- Check your understanding -
**1)** In the excerpt on the Lotus and A-Cap merger, what portion of the merged group would A-Cap shareholders hold?
**2)** Please extend the excerpt on the Lotus and A-Cap merger, picking up after its final sentence.

- Excerpt -

○ ○ ○ ○ ○

Under a scheme of arrangement, A-Cap shareholders would receive one new Lotus share for every 3.54 shares held, implying a value of 5.2c a share for A-Cap shares. The implied value offered a 10.4% premium to the company’s 30-day volume weighted average share price and a 20.7% premium to the company’s last closing price on July 11.

The A-Cap board has unanimously recommended that shareholders accept the offer, in the absence of a superior proposal and subject to an independent expert concluding that the offer was in the best interest of shareholders.

If the share scheme is approved and implemented, Lotus shareholders will hold approximately 79% of the merged group and A-Cap shareholders will hold approximately 21% of the merged group.

“To A-Cap Energy shareholders, this merger provides immediate value realisation at a premium,” said A-Cap deputy chairperson Paul Ingram.

“It also provides the opportunity to become a shareholder in Lotus, a larger, more liquid vehicle, while retaining meaningful exposure to Letlhakane and significant leverage to the global uranium thematic. Becoming a part of a larger group significantly reduces development, funding and execution risk.”

Lotus is progressing the development of the Kayelekera uranium project, in Malawi.

A recently completed definitive feasibility study (DFS) into the restart of the Kayelekera uranium project found that the project would require a capital investment of $88-million with cash costs estimated at $29.1/lb and an all-in sustaining cost of $36.2/lb during the first seven years of production of a ten-year mine life.

Based on an ore reserve estimate of 15.9-million tonnes, at 660 parts per million uranium oxide (U3O8), for 23-million pounds of U3O8, the DFS estimated that the project would produce an average of 2.4-million pounds U3O8 over the mine life.

○ ○ ○ ○ ○

- Dataset excerpts -
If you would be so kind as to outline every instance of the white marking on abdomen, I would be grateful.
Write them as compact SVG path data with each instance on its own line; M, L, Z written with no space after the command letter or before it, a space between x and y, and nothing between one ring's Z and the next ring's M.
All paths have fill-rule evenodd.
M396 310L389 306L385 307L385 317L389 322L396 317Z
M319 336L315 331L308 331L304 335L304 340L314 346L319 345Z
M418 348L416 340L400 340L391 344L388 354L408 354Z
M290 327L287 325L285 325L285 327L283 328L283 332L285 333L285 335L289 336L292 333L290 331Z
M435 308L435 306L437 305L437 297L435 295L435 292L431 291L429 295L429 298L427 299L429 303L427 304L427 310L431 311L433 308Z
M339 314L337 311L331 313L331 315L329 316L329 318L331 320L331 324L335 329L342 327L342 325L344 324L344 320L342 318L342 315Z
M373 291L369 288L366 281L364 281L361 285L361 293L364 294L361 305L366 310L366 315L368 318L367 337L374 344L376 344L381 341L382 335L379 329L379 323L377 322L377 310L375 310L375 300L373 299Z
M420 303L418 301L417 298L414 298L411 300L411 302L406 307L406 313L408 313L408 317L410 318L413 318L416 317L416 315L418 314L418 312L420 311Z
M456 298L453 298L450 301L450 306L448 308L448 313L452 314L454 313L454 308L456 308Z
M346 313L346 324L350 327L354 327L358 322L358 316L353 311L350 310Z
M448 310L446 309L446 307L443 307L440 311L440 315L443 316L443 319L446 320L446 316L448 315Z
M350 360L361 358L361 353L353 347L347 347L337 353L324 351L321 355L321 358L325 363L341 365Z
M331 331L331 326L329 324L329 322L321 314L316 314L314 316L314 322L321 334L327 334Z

○ ○ ○ ○ ○

- Responses by item number -
**1)** Approximately 21%

**2)**
For its part, A-Cap owns the Letlhakane uranium project, in Botswana, and the Wilconi cobalt project in Western Australia.

Letlhakane could support the production of 3.75-million pound of uranium a year over a mine life of 18 years, and A-Cap was awarded a mining licence for the area in 2016, which is valid for a period of 22 years.

“Combining the uranium assets of Lotus and A-Cap creates a dedicated African uranium vehicle that meets the needs of the growing uranium market,” said Lotus MD Keith Bowes.

“Lotus’ resource base will increase almost five-fold, from 51.1-million pounds to 241.5-million pounds, while A-Cap shareholders will gain exposure to a production-ready asset in Kayelekera. The shareholders of both groups will share in the benefits of a long-term development project complementing Kayelekera’s shorter-term uranium production profile.”

The combined entity would also have an enhanced market position and increased trading liquidity, while the transaction will offer the potential for future inclusion in relevant ASX- and uranium-specific indices.

The companies said in a statement on Thursday that the combined group would accelerate and de-risk the development of Letlhakane by using anticipated free cash flows from Lotus’ production-ready project, while Lotus would offer operational experience and exploration expertise to expedite project development.

The merger would also reduce the risk and uncertainty regarding potential exploration and development as compared to a single-asset company.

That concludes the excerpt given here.